## start SUPPLIED DATA
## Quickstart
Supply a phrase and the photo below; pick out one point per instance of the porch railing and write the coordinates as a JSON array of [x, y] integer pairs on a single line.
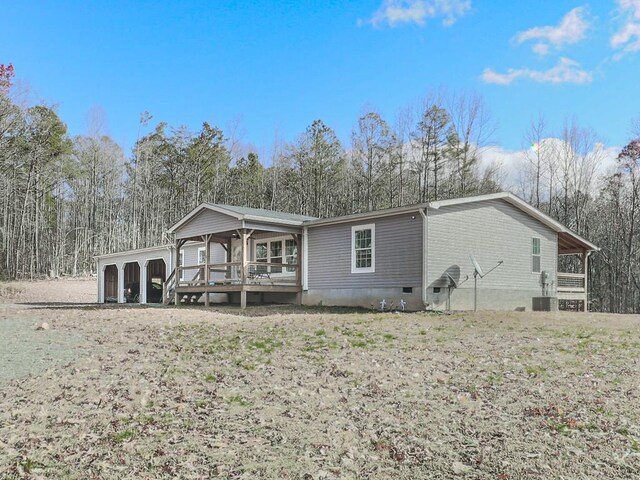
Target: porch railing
[[230, 273], [571, 282]]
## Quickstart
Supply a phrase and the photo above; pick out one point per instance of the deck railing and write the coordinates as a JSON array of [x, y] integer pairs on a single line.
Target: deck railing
[[571, 282], [230, 273]]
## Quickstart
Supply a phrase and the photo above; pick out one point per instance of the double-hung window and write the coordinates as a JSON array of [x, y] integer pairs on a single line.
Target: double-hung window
[[535, 255], [275, 255], [276, 251], [202, 255], [262, 256], [363, 248], [291, 254], [181, 264]]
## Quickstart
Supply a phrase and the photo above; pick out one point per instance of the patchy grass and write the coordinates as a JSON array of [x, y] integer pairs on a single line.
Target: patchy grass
[[289, 392]]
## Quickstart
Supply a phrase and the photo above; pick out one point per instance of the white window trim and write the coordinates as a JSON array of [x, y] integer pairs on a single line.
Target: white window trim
[[284, 256], [539, 255], [201, 249], [357, 228]]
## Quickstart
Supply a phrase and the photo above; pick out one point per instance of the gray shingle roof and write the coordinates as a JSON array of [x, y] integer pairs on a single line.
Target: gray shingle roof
[[266, 214]]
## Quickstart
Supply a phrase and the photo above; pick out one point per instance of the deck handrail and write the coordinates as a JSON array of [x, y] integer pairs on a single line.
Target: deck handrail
[[571, 282]]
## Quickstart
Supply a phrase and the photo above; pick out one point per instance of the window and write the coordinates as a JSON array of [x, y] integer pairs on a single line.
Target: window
[[202, 255], [363, 249], [262, 256], [275, 255], [535, 252], [181, 264], [291, 254], [277, 250]]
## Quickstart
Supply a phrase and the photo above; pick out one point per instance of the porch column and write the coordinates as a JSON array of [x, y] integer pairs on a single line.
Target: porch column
[[585, 270], [299, 260], [176, 277], [143, 282], [101, 283], [243, 269], [121, 282], [207, 250]]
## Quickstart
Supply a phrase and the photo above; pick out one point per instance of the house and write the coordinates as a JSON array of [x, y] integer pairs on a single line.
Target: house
[[420, 256]]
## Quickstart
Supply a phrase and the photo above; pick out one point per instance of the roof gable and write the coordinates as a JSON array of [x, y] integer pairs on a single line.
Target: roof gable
[[244, 213]]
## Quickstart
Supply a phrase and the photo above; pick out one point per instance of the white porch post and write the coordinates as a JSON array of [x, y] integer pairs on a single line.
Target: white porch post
[[120, 282], [243, 269], [101, 280], [206, 276], [143, 281]]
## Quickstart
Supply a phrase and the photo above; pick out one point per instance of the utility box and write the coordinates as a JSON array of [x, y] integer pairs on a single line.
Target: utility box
[[545, 304]]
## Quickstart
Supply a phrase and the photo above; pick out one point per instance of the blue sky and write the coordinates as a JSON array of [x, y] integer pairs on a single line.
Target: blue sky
[[277, 66]]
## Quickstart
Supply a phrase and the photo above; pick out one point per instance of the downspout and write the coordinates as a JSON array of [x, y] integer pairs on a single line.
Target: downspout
[[425, 243], [305, 258]]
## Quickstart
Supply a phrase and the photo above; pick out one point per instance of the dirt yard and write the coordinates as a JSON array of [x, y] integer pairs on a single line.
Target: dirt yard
[[111, 393]]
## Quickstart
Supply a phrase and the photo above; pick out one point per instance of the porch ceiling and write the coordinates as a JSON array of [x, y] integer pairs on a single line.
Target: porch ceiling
[[225, 237]]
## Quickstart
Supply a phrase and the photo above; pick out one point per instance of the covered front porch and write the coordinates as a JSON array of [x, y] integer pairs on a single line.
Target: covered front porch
[[263, 255], [572, 285]]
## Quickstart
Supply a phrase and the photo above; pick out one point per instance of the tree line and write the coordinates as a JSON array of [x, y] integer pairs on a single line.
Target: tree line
[[65, 199]]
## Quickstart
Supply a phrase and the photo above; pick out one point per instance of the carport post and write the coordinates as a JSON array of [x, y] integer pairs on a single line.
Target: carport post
[[143, 282], [120, 268], [101, 282]]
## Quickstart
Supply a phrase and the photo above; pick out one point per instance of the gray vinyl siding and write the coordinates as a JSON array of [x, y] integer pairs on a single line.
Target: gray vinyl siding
[[398, 254], [207, 221], [491, 231]]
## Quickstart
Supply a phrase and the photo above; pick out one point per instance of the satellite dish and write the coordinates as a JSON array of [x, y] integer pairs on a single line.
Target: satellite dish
[[479, 273], [476, 265]]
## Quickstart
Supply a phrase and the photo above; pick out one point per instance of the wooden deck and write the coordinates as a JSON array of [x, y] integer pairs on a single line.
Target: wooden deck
[[232, 277]]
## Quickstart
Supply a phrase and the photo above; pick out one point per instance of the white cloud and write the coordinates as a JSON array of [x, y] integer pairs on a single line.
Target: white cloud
[[565, 71], [627, 38], [513, 163], [571, 29], [397, 12]]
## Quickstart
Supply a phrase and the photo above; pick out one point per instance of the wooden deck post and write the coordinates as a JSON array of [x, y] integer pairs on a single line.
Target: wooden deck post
[[176, 297], [585, 270], [207, 249], [298, 239]]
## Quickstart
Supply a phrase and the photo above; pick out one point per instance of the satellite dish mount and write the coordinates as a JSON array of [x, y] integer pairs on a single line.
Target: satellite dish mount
[[478, 272]]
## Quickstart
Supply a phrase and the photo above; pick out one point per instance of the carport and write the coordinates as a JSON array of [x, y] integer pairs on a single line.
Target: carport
[[116, 271], [110, 292]]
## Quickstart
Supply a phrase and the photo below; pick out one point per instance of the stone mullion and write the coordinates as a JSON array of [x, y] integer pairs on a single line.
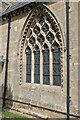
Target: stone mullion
[[32, 68], [41, 67], [51, 68]]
## end SUPPLIED DATA
Reproduce all of the material above verbatim, line for line, leaving out the pictures.

## Quickstart
Supply a phrase and the photo below; pick out one point per instance of the porch railing and write the coordinates as a JSON array of [x, y] integer pairs on a single line.
Target: porch railing
[[230, 273], [571, 282]]
## Quickstart
Supply a phrase and the photo above; pick out one point per instance of the deck railing and write the coordinates as a JSON array of [x, y] integer pairs on a single line.
Target: deck railing
[[571, 282], [230, 273]]
## Quickstart
Supply a phrase and the photo above; pick out one point per instance of the double-hung window and write the coordinates as a JSON array of [x, y] integer pairs on a single line.
Target: double-hung window
[[535, 255], [275, 255], [276, 251], [202, 255], [262, 256], [363, 248], [291, 254], [181, 264]]
## Quickstart
Supply a phrase and the photo above; pick out one point per instance of the patchy grass and write the coordinates as a JSON array of [x, y] integer pairs on a single line.
Target: patchy grass
[[289, 392]]
## Quickstart
Supply a phrase and the photo above; pick out one point per instance of the white window trim and write the coordinates as a JSON array of [x, y] integer pairs on a single line.
Target: white window trim
[[284, 256], [539, 255], [201, 249], [357, 228]]
## Quickstart
Supply a phrase and the photo above; pick out one point per instance of the gray shingle roof and write the coordinates as a JSON array of [x, y] integer pairs on a single line.
Target: gray shingle roof
[[266, 214]]
## Quickstart
Supply a phrase and the photo above; pick out one point per instance of the deck handrail and write the coordinates as a JSON array of [x, y] integer pairs on a single line.
Target: deck handrail
[[571, 282]]
## Quickstart
Supply a phrase and the photo above; pick out one point per instance of the window and write the coordinates as a JSON array of [x, y] integer pairs on a single line.
Target: window
[[202, 255], [363, 249], [262, 256], [275, 255], [535, 252], [181, 264], [291, 254], [277, 250]]
## Quickstart
Supply a phrase and the photo above; pick out one point per instance of the porch column and write the coordinates as a JSON array of [x, y] integer pairs on a single line.
Target: porch column
[[585, 270], [299, 260], [176, 277], [143, 282], [101, 283], [243, 269], [121, 282], [207, 250]]
## Quickstart
Supply a phrase and the photo above; pick out one point per instance of the house and write the coordinates as a JSON array of [x, y] integer pairs on a single line.
Target: house
[[420, 256]]
## Quickstart
Supply a phrase and the photo above; pick out one point per instance of the roof gable and write the coordinates as a JSON array of [x, y] integer pairs on a single line.
Target: roof gable
[[244, 213]]
## Quickstart
Supply a phrase and the photo above; pick out one point per instance of the white porch post and write the coordinates as a JSON array of [x, y] integer pairs on a single line.
Target: white porch post
[[120, 282], [243, 269], [101, 280], [206, 276], [143, 281]]
## Quickstart
Supply a phrase and the photo above; pick out one point per instance of the utility box and write the coordinates as a JSON array of [x, y] integer pairs on a single line.
Target: utility box
[[545, 304]]
## Quickstart
Supply a phrase and the photo above; pick out one point per instance of the blue sky and write the coordinates as a JSON array of [x, y] integer pairs on a single line.
Target: blue sky
[[277, 66]]
## Quickstart
Supply a phrase and the photo above; pick out one point per instance of the downspout and write the coordinates as a JSON array of [x, y] integer pairs on a single line.
Target: downspout
[[425, 243], [305, 258]]
## Quickstart
Supply a phrase and the photo above; pick out one point per instance of the dirt yard and write the coordinates as a JSON array of [x, y] integer pairs on a single line.
Target: dirt yard
[[111, 393]]
## Quickstart
Supply a phrase and the photo above; pick out one point per instance of the porch ceiling and write the coordinates as a JSON array of [x, y] integer pairs on a single line.
Target: porch ceiling
[[225, 237]]
## Quickstart
Supply a phrase and the photo above; pick out one point per instance of the covered front porch and write the coordinates as a JSON array of [x, y] integer pairs on a single line.
Target: covered front porch
[[263, 255], [572, 285]]
## Quickstart
Supply a phrase and the photo above; pick out one point per instance of the tree line and write the coordinates as a JSON array of [x, y] integer pairs on a single line.
Target: tree line
[[65, 199]]
## Quickstart
Supply a phrase and the photo above; pick out one point per instance of the carport post and write the coordinates as a JSON array of [x, y] integer pairs on a single line.
Target: carport post
[[143, 282], [120, 268], [101, 282]]
## Quickstart
Supply a phrase and the photo above; pick out one point per instance of the gray vinyl siding and write the coordinates as a JSON array of [x, y] integer pairs on a single line.
Target: gray vinyl siding
[[398, 254], [207, 221], [491, 231]]
## Quickstart
Supply a phrase and the photo above; pick out one point per instance of the satellite dish and write the coordinates as a JSON array of [x, y] integer pairs on a single line.
Target: satellite dish
[[479, 273], [476, 265]]
## Quickstart
Supply a phrase and the photo above; pick out one point per instance of the wooden deck and write the coordinates as a JSON array of [x, y] integer pairs on a single line.
Target: wooden deck
[[232, 277]]
## Quickstart
Supply a phrase and the photo above; pick out one point per instance of the white cloud and write the coordinates as a JSON array of [x, y] integer pairs on a single line.
Target: white cloud
[[565, 71], [627, 38], [513, 163], [571, 29], [397, 12]]
## Quickstart
Supply a phrase and the photo above; pick out one point per instance of the wooden deck post and write the coordinates as a JSON array of [x, y] integer pairs on a single line.
Target: wooden deck post
[[176, 297], [585, 270], [207, 249], [298, 239]]
## Quickstart
Supply a phrase and the photo above; pick out one point per instance of the satellite dish mount and write the coordinates as a JSON array of [x, y] integer pairs on a single line.
Target: satellite dish mount
[[478, 272]]
## Quickstart
Supply a phrase and the photo above; pick out one point per instance of the carport and write the coordinates as a JSON array of [x, y] integer pairs on a single line.
Target: carport
[[116, 271], [110, 292]]
## Quickstart
Supply a phrase and the photo below; pick out one point per instance of the stone mullion and write the coordinates as a JSON array of [x, y] integer pairs on a single line.
Target: stone mullion
[[32, 68], [41, 67], [51, 68]]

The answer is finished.